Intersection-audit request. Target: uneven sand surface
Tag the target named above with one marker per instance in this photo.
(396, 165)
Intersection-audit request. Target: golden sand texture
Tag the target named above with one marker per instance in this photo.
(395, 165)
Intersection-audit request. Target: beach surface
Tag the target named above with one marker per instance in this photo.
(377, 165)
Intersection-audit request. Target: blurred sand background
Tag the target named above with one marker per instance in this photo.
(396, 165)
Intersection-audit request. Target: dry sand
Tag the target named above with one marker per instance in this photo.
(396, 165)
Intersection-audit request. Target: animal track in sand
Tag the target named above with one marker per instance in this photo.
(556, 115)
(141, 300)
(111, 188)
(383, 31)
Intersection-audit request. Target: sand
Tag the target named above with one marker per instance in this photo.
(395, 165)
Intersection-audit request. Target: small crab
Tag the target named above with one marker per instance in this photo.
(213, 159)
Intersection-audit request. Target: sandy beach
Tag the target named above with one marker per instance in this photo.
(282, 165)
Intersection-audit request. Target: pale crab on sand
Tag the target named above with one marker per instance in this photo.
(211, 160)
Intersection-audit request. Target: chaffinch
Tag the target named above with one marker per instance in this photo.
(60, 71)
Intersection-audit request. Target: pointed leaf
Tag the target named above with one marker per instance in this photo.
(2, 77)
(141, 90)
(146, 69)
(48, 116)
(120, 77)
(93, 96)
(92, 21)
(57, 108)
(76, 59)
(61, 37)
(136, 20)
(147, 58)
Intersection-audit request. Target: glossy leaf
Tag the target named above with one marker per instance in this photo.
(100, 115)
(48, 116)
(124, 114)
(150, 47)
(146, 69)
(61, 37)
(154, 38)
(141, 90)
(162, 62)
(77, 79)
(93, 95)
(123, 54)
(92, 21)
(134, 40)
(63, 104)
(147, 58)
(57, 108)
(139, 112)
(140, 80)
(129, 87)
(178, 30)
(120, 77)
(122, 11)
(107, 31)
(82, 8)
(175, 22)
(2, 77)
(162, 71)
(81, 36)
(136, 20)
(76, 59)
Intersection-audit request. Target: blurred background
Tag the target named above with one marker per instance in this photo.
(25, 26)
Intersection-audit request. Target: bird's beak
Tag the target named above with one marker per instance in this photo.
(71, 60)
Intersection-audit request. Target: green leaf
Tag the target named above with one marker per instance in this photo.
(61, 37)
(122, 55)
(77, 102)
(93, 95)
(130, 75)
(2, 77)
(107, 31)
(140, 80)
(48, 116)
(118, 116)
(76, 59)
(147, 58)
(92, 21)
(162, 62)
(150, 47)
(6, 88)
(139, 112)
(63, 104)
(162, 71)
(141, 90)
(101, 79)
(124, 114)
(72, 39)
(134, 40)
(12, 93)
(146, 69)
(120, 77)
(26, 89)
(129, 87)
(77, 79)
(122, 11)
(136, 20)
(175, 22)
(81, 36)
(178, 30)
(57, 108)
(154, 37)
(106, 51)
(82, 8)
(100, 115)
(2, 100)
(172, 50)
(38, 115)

:: WRITTEN EXERCISE ::
Render all of the data above as a JSON array of strings, with each line as its own string and blank lines omitted.

:: THE RESULT ::
[
  "Intersection-audit request. Target: uneven sand surface",
  "Tag the target named above with one marker per instance in this photo.",
  "(396, 165)",
  "Intersection-audit request. Target: golden sand texture",
  "Tag the target named above with one marker per instance in this photo.",
  "(395, 165)",
  "Intersection-audit request. Target: beach surface",
  "Tag the target named above with one marker per instance in this photo.",
  "(377, 165)",
  "Intersection-audit request. Target: blurred sand background",
  "Tag the target named above with one marker per instance in this photo.",
  "(396, 165)",
  "Intersection-audit request. Target: dry sand",
  "Tag the target named above with one marker per instance in this photo.",
  "(396, 165)",
  "Intersection-audit request. Target: animal track in sand",
  "Tag the target named above with one marker per instance in this photo.",
  "(556, 115)",
  "(141, 300)",
  "(111, 188)",
  "(383, 31)",
  "Intersection-audit request. Target: sand",
  "Tag the target named above with one marker per instance in this photo.",
  "(395, 165)",
  "Intersection-audit request. Target: small crab",
  "Tag the target named above with one marker per instance in this photo.",
  "(213, 159)",
  "Intersection-audit request. Target: sandy beach",
  "Tag the target named above with one marker per instance in this photo.",
  "(282, 165)",
  "Intersection-audit request. Target: pale crab on sand",
  "Tag the target named above with one marker per instance in this photo.",
  "(211, 160)",
  "Intersection-audit request. Target: chaffinch",
  "Tag the target named above with one marker per instance in this photo.",
  "(60, 71)",
  "Intersection-audit request. Target: pointed leaf",
  "Tag the target named above with one marker per instance in this photo.",
  "(2, 77)",
  "(141, 90)",
  "(146, 69)",
  "(48, 116)",
  "(120, 77)",
  "(93, 96)",
  "(92, 21)",
  "(57, 108)",
  "(76, 59)",
  "(61, 37)",
  "(136, 20)",
  "(147, 58)",
  "Intersection-audit request. Target: glossy leaf",
  "Tag the target named above with one marker per instance in this photo.",
  "(100, 115)",
  "(48, 116)",
  "(124, 114)",
  "(150, 47)",
  "(146, 69)",
  "(61, 37)",
  "(154, 38)",
  "(141, 90)",
  "(162, 62)",
  "(77, 79)",
  "(93, 95)",
  "(123, 54)",
  "(92, 21)",
  "(134, 40)",
  "(63, 104)",
  "(147, 58)",
  "(57, 108)",
  "(139, 112)",
  "(140, 80)",
  "(129, 87)",
  "(178, 30)",
  "(120, 77)",
  "(122, 11)",
  "(107, 31)",
  "(82, 8)",
  "(175, 22)",
  "(2, 77)",
  "(162, 71)",
  "(81, 36)",
  "(136, 20)",
  "(76, 59)",
  "Intersection-audit request. Target: blurred background",
  "Tag the target named above with one marker per instance in this photo.",
  "(25, 26)",
  "Intersection-audit request. Target: bird's beak",
  "Tag the target named above with one marker per instance in this photo.",
  "(71, 60)",
  "Intersection-audit request. Target: green leaf",
  "Tag the target named above with one marker per instance in this photo.",
  "(61, 37)",
  "(122, 55)",
  "(77, 102)",
  "(93, 95)",
  "(130, 75)",
  "(2, 77)",
  "(107, 31)",
  "(140, 80)",
  "(48, 116)",
  "(118, 116)",
  "(76, 59)",
  "(147, 58)",
  "(92, 21)",
  "(162, 62)",
  "(150, 47)",
  "(6, 88)",
  "(139, 112)",
  "(63, 104)",
  "(162, 71)",
  "(141, 90)",
  "(101, 79)",
  "(124, 114)",
  "(72, 39)",
  "(134, 40)",
  "(12, 93)",
  "(146, 69)",
  "(120, 77)",
  "(26, 89)",
  "(129, 87)",
  "(77, 79)",
  "(122, 11)",
  "(136, 20)",
  "(175, 22)",
  "(81, 36)",
  "(178, 30)",
  "(57, 108)",
  "(154, 37)",
  "(106, 51)",
  "(82, 8)",
  "(100, 115)",
  "(2, 100)",
  "(172, 50)",
  "(38, 115)"
]